**Data for this task**

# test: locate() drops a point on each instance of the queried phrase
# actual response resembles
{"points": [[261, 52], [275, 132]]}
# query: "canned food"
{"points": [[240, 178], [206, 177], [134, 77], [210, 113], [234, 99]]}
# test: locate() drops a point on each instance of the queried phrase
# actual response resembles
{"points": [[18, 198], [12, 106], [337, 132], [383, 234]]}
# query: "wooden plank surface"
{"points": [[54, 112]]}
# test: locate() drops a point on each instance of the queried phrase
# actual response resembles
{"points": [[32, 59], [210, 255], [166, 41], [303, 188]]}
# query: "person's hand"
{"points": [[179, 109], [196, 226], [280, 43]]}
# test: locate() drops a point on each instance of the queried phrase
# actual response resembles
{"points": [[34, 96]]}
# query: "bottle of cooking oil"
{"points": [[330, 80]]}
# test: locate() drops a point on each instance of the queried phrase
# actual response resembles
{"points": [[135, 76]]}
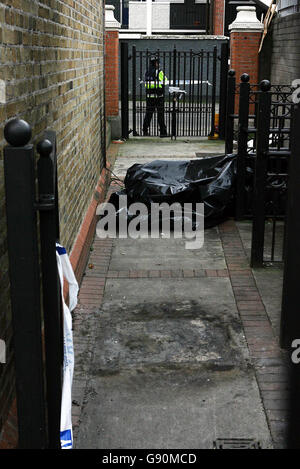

**What you should do**
Please set out all of the data above as a JSON list of strings, one string per line, skipping any blank lines and leaving the picture out.

**Expected answer**
[
  "# test: locate() drops a point on each instance of the queried phrase",
  "# actual response resembles",
  "{\"points\": [[261, 52], [275, 132]]}",
  "# query: \"canned food\"",
  "{\"points\": [[240, 178], [206, 177], [134, 77], [210, 113], [234, 99]]}",
  "# test: locate() drops a point on each instance of the queried phrase",
  "# actual response resembles",
  "{\"points\": [[18, 198], [12, 106], [337, 132], [383, 234]]}",
  "# query: \"wooden plank surface\"",
  "{\"points\": [[54, 112]]}",
  "# test: locate() drops a point on each instance of the queried phrase",
  "# actual response resembles",
  "{\"points\": [[32, 59], [210, 255], [166, 41], [303, 188]]}",
  "# query: \"person's hand\"",
  "{\"points\": [[179, 109], [196, 226], [280, 43]]}",
  "# test: locate() drops a point on each instance of the queried phrase",
  "# actual response resembles",
  "{\"points\": [[34, 96]]}",
  "# query: \"bottle of cooking oil\"",
  "{\"points\": [[330, 80]]}",
  "# test: locate() drops a point on each instance of the queried phrase",
  "# actual response resembles",
  "{\"points\": [[135, 76]]}"
]